# Tekst strony

=====

Sieć obiegło nagranie, na którym mała dziewczynka z Ukrainy opowiedziała o swojej dramatycznej ucieczce z kraju. W rozmowie z reporterem siedmioletnia Kwitosława Bazuk z Iwano-Frankowska wygłosiła emocjonalny apel do Władimira Putina.
– Bardzo nie chciałam umrzeć i to się spełniło, bo bardzo tego chciałam. Płakałam. Bałam się – powiedziała siedmioletnia dziewczynka z Ukrainy, która opisała swoją ucieczkę z drobnymi szczegółami.
– Obudziliśmy się, czekałam i nagle słyszę mocne uderzenie. Przestraszyłam się. Wybiegliśmy na korytarz, żeby uratować się przed bombami – opowiedziała bohaterka nagrania.
– Zabraliśmy kota i wszystko, co było niezbędne. Ubraliśmy się, założyliśmy kapcie, kurtki i pobiegliśmy do schronu. Nie mogę przekazać tego słowami. Udało nam się zabrać kota, prawie wszystkie rzeczy i przyjechać do babci – wspominała dziewczynka z Ukrainy.

=====

[Wpisy adnotacji współrzędnych]
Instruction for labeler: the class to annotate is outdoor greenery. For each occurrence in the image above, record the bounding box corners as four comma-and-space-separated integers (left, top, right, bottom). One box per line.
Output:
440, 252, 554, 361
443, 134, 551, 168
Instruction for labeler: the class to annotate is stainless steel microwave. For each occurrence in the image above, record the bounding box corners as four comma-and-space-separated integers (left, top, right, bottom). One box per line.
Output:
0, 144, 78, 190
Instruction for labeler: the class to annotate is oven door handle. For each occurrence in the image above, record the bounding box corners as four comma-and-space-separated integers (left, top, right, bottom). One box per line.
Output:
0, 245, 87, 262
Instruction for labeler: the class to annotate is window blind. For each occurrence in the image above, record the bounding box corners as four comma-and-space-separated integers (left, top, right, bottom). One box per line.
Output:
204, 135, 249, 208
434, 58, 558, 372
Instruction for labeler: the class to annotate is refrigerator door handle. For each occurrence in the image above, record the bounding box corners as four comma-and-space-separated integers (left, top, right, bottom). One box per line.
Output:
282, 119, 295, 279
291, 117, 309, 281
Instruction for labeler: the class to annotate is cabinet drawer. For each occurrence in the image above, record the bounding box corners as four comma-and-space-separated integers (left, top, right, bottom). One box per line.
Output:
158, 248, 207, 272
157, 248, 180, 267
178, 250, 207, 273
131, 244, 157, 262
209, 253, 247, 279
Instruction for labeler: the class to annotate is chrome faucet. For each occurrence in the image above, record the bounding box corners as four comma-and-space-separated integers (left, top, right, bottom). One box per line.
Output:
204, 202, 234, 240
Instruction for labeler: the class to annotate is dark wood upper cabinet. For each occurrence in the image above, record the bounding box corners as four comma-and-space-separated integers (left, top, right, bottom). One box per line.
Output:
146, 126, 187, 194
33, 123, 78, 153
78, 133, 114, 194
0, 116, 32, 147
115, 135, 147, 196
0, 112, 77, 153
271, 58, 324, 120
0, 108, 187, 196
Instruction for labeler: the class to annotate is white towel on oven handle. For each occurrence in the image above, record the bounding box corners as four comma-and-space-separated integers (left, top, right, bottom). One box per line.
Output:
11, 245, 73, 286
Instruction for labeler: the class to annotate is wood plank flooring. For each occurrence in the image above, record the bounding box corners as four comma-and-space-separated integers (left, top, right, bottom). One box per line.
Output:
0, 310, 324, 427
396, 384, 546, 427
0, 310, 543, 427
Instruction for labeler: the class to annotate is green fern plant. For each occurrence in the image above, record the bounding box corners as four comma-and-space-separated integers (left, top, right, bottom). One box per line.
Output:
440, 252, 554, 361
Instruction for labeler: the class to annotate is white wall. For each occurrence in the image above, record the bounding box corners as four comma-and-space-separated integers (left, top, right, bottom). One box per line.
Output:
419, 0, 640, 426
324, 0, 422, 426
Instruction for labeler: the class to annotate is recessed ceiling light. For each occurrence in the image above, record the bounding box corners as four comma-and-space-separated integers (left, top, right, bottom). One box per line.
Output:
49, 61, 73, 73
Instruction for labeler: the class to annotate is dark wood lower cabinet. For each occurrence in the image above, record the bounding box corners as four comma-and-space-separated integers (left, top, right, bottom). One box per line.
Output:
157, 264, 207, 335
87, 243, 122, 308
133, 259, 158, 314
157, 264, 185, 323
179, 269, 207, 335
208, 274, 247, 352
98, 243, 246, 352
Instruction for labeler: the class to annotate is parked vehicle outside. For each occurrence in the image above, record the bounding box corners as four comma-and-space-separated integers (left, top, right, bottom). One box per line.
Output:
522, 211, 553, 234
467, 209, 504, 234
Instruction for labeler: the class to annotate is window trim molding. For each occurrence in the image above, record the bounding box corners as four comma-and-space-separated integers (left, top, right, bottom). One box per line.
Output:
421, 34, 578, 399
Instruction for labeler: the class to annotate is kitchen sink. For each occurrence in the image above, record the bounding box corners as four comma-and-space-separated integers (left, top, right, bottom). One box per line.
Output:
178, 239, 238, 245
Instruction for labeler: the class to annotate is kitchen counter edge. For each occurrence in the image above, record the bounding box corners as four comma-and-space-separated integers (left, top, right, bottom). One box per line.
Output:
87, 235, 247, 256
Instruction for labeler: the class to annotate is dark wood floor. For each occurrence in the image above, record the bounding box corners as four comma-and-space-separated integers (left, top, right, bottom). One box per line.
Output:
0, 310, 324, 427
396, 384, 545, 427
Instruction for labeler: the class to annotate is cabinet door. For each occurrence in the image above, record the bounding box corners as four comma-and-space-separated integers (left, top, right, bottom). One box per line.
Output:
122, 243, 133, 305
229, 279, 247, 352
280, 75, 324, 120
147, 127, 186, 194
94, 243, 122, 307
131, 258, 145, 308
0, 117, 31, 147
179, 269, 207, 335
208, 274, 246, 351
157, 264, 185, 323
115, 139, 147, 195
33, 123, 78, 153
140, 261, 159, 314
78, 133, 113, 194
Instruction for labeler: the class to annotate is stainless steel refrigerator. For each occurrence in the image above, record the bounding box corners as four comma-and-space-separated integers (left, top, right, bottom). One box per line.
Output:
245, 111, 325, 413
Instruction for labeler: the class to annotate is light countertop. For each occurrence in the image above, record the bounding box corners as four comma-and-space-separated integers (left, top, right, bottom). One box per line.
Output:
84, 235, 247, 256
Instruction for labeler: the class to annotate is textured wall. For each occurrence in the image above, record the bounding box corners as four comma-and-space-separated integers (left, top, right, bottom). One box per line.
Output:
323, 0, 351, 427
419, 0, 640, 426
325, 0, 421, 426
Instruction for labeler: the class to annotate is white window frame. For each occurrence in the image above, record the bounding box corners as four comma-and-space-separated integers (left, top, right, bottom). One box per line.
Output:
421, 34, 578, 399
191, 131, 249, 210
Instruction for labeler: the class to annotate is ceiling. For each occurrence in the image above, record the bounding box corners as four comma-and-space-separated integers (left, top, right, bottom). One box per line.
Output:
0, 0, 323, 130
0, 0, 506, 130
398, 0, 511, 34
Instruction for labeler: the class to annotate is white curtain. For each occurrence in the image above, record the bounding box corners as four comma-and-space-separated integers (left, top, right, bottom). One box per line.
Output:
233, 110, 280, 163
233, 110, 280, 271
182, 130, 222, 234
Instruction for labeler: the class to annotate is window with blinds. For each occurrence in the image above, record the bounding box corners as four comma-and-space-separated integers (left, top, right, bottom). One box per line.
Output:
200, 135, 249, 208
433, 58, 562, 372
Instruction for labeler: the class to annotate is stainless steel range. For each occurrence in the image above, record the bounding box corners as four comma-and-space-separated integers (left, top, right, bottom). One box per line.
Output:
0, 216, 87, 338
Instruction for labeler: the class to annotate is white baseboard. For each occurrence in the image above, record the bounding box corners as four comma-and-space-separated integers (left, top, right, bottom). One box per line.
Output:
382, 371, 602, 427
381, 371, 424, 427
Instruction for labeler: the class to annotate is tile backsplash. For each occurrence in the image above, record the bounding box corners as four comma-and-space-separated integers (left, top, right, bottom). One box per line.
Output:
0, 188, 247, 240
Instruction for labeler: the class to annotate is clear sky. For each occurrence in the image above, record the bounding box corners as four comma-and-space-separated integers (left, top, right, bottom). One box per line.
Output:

=====

# Polecenie
Wypisz bez zmian fragment tekstu o ucieczce dziewczynki z Ukrainy, zaczynając od „Sieć obiegło nagranie, na” i kończąc na „z drobnymi szczegółami.”.

# Rozwiązanie zadania
Sieć obiegło nagranie, na którym mała dziewczynka z Ukrainy opowiedziała o swojej dramatycznej ucieczce z kraju. W rozmowie z reporterem siedmioletnia Kwitosława Bazuk z Iwano-Frankowska wygłosiła emocjonalny apel do Władimira Putina.
– Bardzo nie chciałam umrzeć i to się spełniło, bo bardzo tego chciałam. Płakałam. Bałam się – powiedziała siedmioletnia dziewczynka z Ukrainy, która opisała swoją ucieczkę z drobnymi szczegółami.